What you have to do: Can you give every line of the entries below as a Markdown table with two columns, Row and Entry line, numbering the rows and leaving out blank lines and the pictures?

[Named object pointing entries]
============================================================

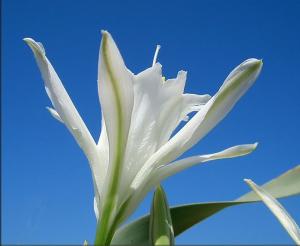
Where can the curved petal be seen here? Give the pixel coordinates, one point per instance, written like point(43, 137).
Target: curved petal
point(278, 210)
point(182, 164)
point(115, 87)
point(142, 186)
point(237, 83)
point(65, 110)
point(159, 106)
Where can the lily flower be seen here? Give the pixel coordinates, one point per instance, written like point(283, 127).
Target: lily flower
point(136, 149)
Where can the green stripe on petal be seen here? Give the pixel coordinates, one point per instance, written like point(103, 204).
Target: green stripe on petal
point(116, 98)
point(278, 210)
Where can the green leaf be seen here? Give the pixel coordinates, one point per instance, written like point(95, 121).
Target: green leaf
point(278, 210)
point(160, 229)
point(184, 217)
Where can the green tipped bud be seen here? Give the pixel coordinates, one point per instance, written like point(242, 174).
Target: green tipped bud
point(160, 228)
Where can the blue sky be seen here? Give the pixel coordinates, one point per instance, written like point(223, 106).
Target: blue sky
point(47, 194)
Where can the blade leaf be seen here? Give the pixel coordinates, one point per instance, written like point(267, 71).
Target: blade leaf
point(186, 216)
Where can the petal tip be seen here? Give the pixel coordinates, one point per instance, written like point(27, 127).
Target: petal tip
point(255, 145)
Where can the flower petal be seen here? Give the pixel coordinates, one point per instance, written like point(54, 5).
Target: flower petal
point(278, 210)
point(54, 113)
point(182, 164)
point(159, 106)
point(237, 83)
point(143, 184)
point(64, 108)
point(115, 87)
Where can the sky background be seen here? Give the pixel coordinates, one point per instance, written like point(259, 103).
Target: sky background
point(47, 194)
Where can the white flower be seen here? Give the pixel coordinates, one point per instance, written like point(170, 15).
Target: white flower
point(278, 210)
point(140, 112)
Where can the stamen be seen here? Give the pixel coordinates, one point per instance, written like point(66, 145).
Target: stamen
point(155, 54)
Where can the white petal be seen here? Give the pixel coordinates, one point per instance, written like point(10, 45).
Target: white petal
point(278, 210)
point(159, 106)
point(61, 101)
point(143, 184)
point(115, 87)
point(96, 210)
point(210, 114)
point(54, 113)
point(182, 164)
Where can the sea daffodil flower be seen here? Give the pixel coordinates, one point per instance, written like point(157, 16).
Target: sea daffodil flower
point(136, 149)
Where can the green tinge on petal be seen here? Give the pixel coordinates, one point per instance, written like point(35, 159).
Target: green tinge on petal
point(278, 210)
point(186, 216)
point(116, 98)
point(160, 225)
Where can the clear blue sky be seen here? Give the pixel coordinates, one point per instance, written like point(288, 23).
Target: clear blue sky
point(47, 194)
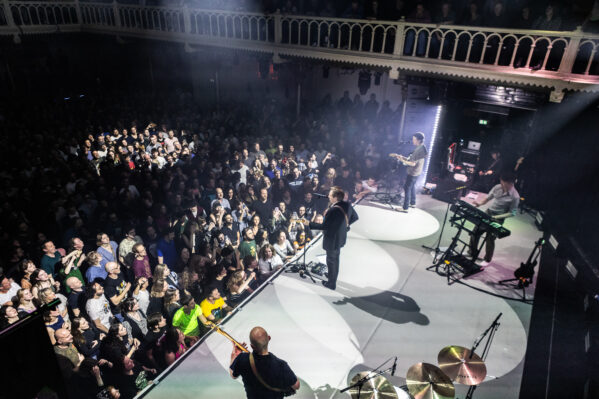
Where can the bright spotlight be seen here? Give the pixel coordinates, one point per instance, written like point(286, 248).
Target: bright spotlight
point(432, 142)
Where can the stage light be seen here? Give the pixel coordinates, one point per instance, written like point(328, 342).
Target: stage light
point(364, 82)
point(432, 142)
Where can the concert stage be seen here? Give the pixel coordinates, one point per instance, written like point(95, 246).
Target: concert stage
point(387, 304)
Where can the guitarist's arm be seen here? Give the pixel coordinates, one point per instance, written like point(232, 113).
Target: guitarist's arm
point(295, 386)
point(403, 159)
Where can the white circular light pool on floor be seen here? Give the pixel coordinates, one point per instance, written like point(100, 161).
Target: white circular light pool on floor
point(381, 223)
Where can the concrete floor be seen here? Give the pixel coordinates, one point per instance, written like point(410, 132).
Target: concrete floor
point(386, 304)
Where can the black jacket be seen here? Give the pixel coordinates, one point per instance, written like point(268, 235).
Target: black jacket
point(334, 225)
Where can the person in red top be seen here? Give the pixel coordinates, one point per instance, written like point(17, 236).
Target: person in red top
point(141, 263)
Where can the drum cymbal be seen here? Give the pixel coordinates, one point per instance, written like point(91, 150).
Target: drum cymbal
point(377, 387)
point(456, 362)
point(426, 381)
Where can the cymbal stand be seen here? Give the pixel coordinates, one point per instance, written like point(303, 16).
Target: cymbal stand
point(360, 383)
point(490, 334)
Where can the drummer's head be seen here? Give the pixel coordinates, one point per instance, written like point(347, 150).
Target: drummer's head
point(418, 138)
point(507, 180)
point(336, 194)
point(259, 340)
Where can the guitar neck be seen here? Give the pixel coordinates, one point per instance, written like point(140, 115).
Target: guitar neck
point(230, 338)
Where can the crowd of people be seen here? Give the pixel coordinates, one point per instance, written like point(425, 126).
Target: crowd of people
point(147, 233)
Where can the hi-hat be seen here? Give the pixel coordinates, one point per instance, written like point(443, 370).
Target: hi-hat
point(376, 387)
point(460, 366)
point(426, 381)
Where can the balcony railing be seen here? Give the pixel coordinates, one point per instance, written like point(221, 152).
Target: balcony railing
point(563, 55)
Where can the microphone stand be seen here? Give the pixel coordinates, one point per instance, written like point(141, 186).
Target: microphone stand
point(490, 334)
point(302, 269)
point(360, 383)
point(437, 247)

============================================================

Task result:
| Row | Entry line |
|---|---|
| 1 | Where can the curved petal be seen here? Give the pixel coordinates, one point per instance, written like point(43, 137). |
| 2 | Target: curved petal |
| 3 | point(278, 210) |
| 4 | point(182, 164) |
| 5 | point(115, 87) |
| 6 | point(142, 186) |
| 7 | point(237, 83) |
| 8 | point(65, 110) |
| 9 | point(159, 106) |
| 10 | Where can the lily flower be seen here? Give the pixel coordinates, one point per instance, written like point(283, 127). |
| 11 | Target: lily flower |
| 12 | point(136, 149) |
| 13 | Where can the green stripe on petal be seen here? Give the pixel coordinates, one point per instance, written like point(103, 204). |
| 14 | Target: green stripe on petal |
| 15 | point(116, 98) |
| 16 | point(278, 210) |
| 17 | Where can the green leaf be seen here? Give the pixel coordinates, one point per instance, written like point(95, 121). |
| 18 | Target: green leaf |
| 19 | point(278, 210) |
| 20 | point(160, 229) |
| 21 | point(184, 217) |
| 22 | Where can the green tipped bud be seen here? Give the pixel coordinates, one point per instance, written like point(242, 174). |
| 23 | Target: green tipped bud |
| 24 | point(160, 228) |
| 25 | Where can the blue sky be seen here? Give the pixel coordinates, one point per instance, written like point(223, 106). |
| 26 | Target: blue sky |
| 27 | point(47, 194) |
| 28 | Where can the blade leaf be seen here? Give the pixel coordinates, one point per instance, written like point(267, 71). |
| 29 | Target: blade leaf |
| 30 | point(186, 216) |
| 31 | Where can the petal tip be seen here? Give the pixel coordinates, one point per instance, written like point(27, 127). |
| 32 | Target: petal tip |
| 33 | point(255, 145) |
| 34 | Where can the flower petal be seen here? Give the pixel coordinates, one point per instance, written like point(54, 5). |
| 35 | Target: flower petal |
| 36 | point(278, 210) |
| 37 | point(54, 113) |
| 38 | point(182, 164) |
| 39 | point(159, 106) |
| 40 | point(237, 83) |
| 41 | point(143, 184) |
| 42 | point(64, 108) |
| 43 | point(115, 87) |
| 44 | Where can the sky background be seen here? Give the pixel coordinates, one point per instance, written like point(259, 103). |
| 45 | Target: sky background |
| 46 | point(47, 194) |
| 47 | Where can the white flower be seen here? Give the pixel coordinates, one point per instance, written like point(170, 15). |
| 48 | Target: white flower |
| 49 | point(278, 210) |
| 50 | point(140, 112) |
| 51 | Where can the stamen be seen here? Give the pixel coordinates, one point per instance, written like point(66, 145). |
| 52 | Target: stamen |
| 53 | point(155, 54) |
| 54 | Where can the white petal be seen here? Give the pixel coordinates, one point per instance, written like point(10, 45). |
| 55 | Target: white petal |
| 56 | point(278, 210) |
| 57 | point(159, 106) |
| 58 | point(61, 101) |
| 59 | point(143, 184) |
| 60 | point(115, 87) |
| 61 | point(96, 210) |
| 62 | point(210, 114) |
| 63 | point(54, 113) |
| 64 | point(182, 164) |
| 65 | Where can the sea daffodil flower be seen here? Give the pixel coordinates, one point per instance, written like point(157, 16). |
| 66 | Target: sea daffodil flower |
| 67 | point(136, 149) |
| 68 | Where can the green tinge on petal be seen here? Give the pixel coordinates, one point per instance, written like point(35, 159). |
| 69 | Target: green tinge on petal |
| 70 | point(278, 210) |
| 71 | point(186, 216) |
| 72 | point(116, 98) |
| 73 | point(160, 225) |
| 74 | Where can the clear blue sky be seen here? Give the pixel coordinates, one point per instance, written like point(288, 23). |
| 75 | Target: clear blue sky |
| 76 | point(47, 194) |
| 77 | Where can the bright spotlight be seen here? Give the pixel coordinates, one point per instance, written like point(286, 248). |
| 78 | Target: bright spotlight |
| 79 | point(432, 142) |
| 80 | Where can the stage light be seen here? Give the pixel coordinates, one point per instance, written like point(328, 342). |
| 81 | Target: stage light |
| 82 | point(364, 82) |
| 83 | point(432, 142) |
| 84 | Where can the concert stage be seen here? Give the pixel coordinates, one point per instance, written like point(95, 246). |
| 85 | Target: concert stage |
| 86 | point(387, 304) |
| 87 | Where can the guitarist's arm be seen here? Give the pixel coordinates, one point per instance, written like point(232, 113). |
| 88 | Target: guitarist's arm |
| 89 | point(295, 386) |
| 90 | point(403, 159) |
| 91 | Where can the white circular light pool on floor be seen here? Give the pixel coordinates, one point per instance, written like point(100, 161). |
| 92 | Target: white circular light pool on floor |
| 93 | point(381, 223) |
| 94 | Where can the concrete floor be seen here? Give the pixel coordinates, one point per instance, written like point(410, 132). |
| 95 | Target: concrete floor |
| 96 | point(386, 304) |
| 97 | Where can the black jacket be seen here? Give the pixel coordinates, one point per instance, written like point(268, 235). |
| 98 | Target: black jacket |
| 99 | point(334, 225) |
| 100 | Where can the person in red top be seen here? Give the pixel coordinates, one point per instance, written like point(17, 236). |
| 101 | Target: person in red top |
| 102 | point(141, 263) |
| 103 | Where can the drum cymbal be seen here? Give the pixel coordinates, one point per instance, written like point(91, 150). |
| 104 | Target: drum cymbal |
| 105 | point(377, 387) |
| 106 | point(456, 362) |
| 107 | point(426, 381) |
| 108 | Where can the cymbal stand be seen here? Give the pixel coordinates, one point per instance, written like point(303, 16). |
| 109 | Target: cymbal stand |
| 110 | point(360, 383) |
| 111 | point(490, 334) |
| 112 | Where can the drummer's head be seen here? Give the pixel coordinates, one point per instance, written like point(347, 150). |
| 113 | Target: drummer's head |
| 114 | point(418, 138) |
| 115 | point(507, 180) |
| 116 | point(336, 194) |
| 117 | point(259, 340) |
| 118 | Where can the guitar neck be seen here? Give the pixel coordinates, one point per instance, written like point(140, 115). |
| 119 | Target: guitar neck |
| 120 | point(230, 338) |
| 121 | Where can the crowd of people be seen here? Give the pixel coordinates, one point per instance, written like point(425, 126). |
| 122 | Target: crowd of people |
| 123 | point(147, 233) |
| 124 | Where can the hi-hat be seen here? Give the pixel coordinates, one point per instance, written like point(443, 370). |
| 125 | Target: hi-hat |
| 126 | point(376, 387) |
| 127 | point(460, 366) |
| 128 | point(426, 381) |
| 129 | Where can the balcony railing be seen here? Give the pixel coordinates, one point per instance, written like point(221, 152). |
| 130 | Target: balcony railing |
| 131 | point(563, 55) |
| 132 | Where can the microphone stand be seen here? Give the pixel coordinates, one point per instance, written like point(141, 186). |
| 133 | Target: microphone stand |
| 134 | point(490, 334) |
| 135 | point(302, 269) |
| 136 | point(360, 383) |
| 137 | point(437, 247) |